This was a very important factor/clue into the client’s desire- having an airstrip is not a typical lot feature. Perhaps it would be worth it to rebuild on this lot.
Right, that took a few days to really sink in!
The Schematic Design Phase and Following Up With the Client
After discussing various ideas, and getting a better a feel for their priorities, I went home to draw out some solutions. Somewhat thwarted by the limited budget of 30k and how far that might go (they wanted a completely new kitchen with updated appliances, a laundry room addition- situated such that it would not block the view from the breakfast room window out to the pool, I decided to bring in my friend, who is also an architect (and who was very proficient in CAD at one time) for one hour of brainstorming. Nothing concrete resulted from that meeting. She had her ideas and I had mine; no clear solution presented itself. Now, I was downright frustrated.
After sketching out a few different options, it was becoming more apparent that the house would require extensive remodeling to bring it up to modern day living standards of scale and proportion and I wasn’t sure the neighborhood warranted such expensive additions. During a phone update (as they lived over an hour away), I suggested they meet with a real estate agent in the meantime to get some comps in the area and get a better idea of the value of their house. He did that.
So, long story short, I put forth a few concept sketches and sent them via mail for review along with a bill for my time, preliminary sketches, and initial consultation. They paid the bill promptly; his wife signed the check. No questions asked. It was great to get paid! However, there was no note attached either; reading between the lines of what was not said, I assumed they must not have liked the schemes.
Lesson learned here: I could have taken the opportunity to call them to thank them for their payment…and to inquire as to what were their plans. Instead, I hesitated, not wanting to be a “pest.” While we creative types like to be paid, sometimes feedback is more valuable!
Unfortunately, I didn’t “make a sell” as the project did not progress any further. I’m not sure if they knew what they really wanted to do with the house. It remains unclear to me even now.
In hindsight (and revisiting the client file), I became stuck in my thinking and could not make a firm decision on how to move forward; I did not act quickly enough and let the moment pass by.

• What you will do: Carry on the architect's account of the remodel consultation, picking up right after its final sentence. The listing that comes next was taken from a different source than the account above.

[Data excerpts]
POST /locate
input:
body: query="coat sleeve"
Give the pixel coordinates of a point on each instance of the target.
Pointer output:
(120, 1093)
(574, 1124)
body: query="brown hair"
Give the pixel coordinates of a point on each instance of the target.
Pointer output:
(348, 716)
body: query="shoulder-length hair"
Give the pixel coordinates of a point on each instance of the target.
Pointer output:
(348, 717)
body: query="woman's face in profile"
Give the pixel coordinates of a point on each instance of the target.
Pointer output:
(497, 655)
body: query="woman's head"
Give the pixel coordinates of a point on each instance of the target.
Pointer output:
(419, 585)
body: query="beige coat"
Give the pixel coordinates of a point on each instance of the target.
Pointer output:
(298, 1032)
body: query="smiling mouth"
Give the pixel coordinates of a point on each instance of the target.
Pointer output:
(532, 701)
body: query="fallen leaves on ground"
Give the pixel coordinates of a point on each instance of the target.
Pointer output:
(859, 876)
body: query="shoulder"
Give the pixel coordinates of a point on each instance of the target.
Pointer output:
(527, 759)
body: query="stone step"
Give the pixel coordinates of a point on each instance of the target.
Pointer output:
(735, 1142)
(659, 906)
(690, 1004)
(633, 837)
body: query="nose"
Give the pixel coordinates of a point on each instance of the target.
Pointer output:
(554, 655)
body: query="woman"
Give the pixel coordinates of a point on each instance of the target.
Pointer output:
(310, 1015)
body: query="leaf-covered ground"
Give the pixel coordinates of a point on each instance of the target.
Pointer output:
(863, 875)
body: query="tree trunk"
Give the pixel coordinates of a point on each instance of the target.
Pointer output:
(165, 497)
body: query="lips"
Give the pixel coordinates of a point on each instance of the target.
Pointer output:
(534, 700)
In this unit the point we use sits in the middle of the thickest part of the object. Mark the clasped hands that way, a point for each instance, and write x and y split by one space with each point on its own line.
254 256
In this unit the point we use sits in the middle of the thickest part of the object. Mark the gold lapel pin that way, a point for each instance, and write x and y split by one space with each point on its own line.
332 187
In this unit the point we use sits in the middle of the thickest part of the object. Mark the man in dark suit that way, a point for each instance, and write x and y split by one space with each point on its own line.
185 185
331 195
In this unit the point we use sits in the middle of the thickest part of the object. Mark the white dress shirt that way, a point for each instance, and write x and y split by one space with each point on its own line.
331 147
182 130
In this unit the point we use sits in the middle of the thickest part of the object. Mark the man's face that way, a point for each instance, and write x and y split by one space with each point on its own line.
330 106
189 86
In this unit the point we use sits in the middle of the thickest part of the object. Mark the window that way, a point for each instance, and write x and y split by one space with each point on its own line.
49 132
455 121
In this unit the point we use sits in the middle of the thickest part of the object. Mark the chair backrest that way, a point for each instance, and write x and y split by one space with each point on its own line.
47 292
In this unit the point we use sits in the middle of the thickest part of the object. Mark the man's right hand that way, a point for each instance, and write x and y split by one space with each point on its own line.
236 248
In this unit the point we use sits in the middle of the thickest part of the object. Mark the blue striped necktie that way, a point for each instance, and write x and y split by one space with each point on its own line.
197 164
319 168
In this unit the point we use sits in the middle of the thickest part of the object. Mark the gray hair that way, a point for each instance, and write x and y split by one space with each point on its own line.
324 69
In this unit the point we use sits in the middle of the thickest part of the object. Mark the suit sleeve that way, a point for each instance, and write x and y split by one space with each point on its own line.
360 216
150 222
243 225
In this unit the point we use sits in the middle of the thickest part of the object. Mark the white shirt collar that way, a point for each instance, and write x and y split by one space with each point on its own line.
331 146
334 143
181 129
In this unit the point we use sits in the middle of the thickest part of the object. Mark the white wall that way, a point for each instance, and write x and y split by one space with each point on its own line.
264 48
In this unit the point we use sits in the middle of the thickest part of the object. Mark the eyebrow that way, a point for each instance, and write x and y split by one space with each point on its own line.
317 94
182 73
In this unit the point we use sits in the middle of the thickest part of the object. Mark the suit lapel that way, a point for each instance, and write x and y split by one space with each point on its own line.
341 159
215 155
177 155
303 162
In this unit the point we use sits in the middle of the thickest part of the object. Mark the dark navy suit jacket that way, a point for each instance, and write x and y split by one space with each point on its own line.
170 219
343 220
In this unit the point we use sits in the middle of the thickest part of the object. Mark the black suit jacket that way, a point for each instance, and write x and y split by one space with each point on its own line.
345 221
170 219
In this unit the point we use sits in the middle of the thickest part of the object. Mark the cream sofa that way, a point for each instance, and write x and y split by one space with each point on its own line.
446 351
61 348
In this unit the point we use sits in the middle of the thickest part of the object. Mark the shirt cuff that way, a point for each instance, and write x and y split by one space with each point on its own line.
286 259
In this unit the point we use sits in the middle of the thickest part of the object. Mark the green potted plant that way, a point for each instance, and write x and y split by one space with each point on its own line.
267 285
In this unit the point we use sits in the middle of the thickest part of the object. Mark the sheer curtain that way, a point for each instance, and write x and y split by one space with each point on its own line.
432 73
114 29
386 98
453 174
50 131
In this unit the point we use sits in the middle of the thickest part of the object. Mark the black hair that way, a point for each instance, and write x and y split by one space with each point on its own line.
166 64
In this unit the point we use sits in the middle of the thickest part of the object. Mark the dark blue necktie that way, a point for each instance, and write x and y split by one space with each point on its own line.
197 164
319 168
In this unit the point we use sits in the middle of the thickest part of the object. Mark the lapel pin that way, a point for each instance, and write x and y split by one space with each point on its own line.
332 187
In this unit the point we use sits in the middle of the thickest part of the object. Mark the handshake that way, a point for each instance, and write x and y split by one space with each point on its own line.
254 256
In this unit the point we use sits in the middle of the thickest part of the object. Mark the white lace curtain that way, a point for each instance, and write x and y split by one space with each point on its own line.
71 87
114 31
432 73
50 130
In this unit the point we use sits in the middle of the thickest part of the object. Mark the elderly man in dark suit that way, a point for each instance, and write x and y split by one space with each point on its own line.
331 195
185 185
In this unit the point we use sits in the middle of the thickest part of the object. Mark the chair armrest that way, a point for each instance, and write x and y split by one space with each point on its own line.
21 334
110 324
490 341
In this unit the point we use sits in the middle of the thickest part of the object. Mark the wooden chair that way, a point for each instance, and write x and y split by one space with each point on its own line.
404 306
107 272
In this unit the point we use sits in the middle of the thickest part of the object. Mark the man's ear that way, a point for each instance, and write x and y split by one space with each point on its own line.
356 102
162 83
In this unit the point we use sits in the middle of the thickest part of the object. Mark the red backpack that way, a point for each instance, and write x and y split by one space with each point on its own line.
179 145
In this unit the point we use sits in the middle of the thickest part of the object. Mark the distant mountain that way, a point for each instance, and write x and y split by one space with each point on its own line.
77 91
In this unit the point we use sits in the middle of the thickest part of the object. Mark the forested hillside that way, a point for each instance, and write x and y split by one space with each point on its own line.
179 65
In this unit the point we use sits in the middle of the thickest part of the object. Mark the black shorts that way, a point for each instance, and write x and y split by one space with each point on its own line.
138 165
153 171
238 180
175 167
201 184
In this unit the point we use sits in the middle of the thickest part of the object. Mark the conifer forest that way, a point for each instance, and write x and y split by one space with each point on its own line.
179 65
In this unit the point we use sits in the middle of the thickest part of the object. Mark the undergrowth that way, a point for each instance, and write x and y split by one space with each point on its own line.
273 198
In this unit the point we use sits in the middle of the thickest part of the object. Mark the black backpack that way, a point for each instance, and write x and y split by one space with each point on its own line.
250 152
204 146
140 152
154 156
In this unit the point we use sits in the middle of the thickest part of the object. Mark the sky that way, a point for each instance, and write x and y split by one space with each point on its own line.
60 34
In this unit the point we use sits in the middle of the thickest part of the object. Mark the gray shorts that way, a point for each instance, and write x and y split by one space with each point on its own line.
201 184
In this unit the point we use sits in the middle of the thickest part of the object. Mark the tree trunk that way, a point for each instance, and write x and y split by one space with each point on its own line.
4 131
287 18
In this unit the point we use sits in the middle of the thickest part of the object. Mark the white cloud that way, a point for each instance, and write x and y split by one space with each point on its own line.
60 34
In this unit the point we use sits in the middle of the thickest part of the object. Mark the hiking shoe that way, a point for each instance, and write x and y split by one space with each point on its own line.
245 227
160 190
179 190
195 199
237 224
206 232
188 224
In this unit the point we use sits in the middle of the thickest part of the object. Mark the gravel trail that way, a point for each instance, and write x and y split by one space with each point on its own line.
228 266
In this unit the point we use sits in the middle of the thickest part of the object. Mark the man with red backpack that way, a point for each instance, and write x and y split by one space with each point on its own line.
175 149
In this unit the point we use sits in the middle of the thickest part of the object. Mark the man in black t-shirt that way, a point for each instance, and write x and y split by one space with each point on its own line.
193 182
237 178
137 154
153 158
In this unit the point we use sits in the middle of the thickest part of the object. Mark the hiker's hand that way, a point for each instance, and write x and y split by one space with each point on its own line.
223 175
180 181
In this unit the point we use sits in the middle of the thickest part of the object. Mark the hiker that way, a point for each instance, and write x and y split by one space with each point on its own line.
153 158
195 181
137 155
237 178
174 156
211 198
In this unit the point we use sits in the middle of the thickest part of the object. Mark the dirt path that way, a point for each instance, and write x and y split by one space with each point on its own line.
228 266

• Final answer:
I did call the client a few months after sending him the initial schematics and he said they still hadn’t made any decisions as yet.
Lesson learned: Go with your gut instinct. If trying to get information out of the client is like pulling teeth, then perhaps this indicates this is not a good relationship fit. Understanding client expectations is paramount to a successful project. I can attest that dealing with a smart aeronautical engineer requires a certain finesse; maybe that’s why the original interior designer had sent him my way in the first place… (I mean, who turns away business?) However, she was correct to realize that the house needed so much more than a superficial interior decor makeover- it needed a major renovation.
The bottom line question that needed to be answered was: how much money were they willing to spend to create their dream house on what would seem to me to be a rare lot indeed, one with an airstrip.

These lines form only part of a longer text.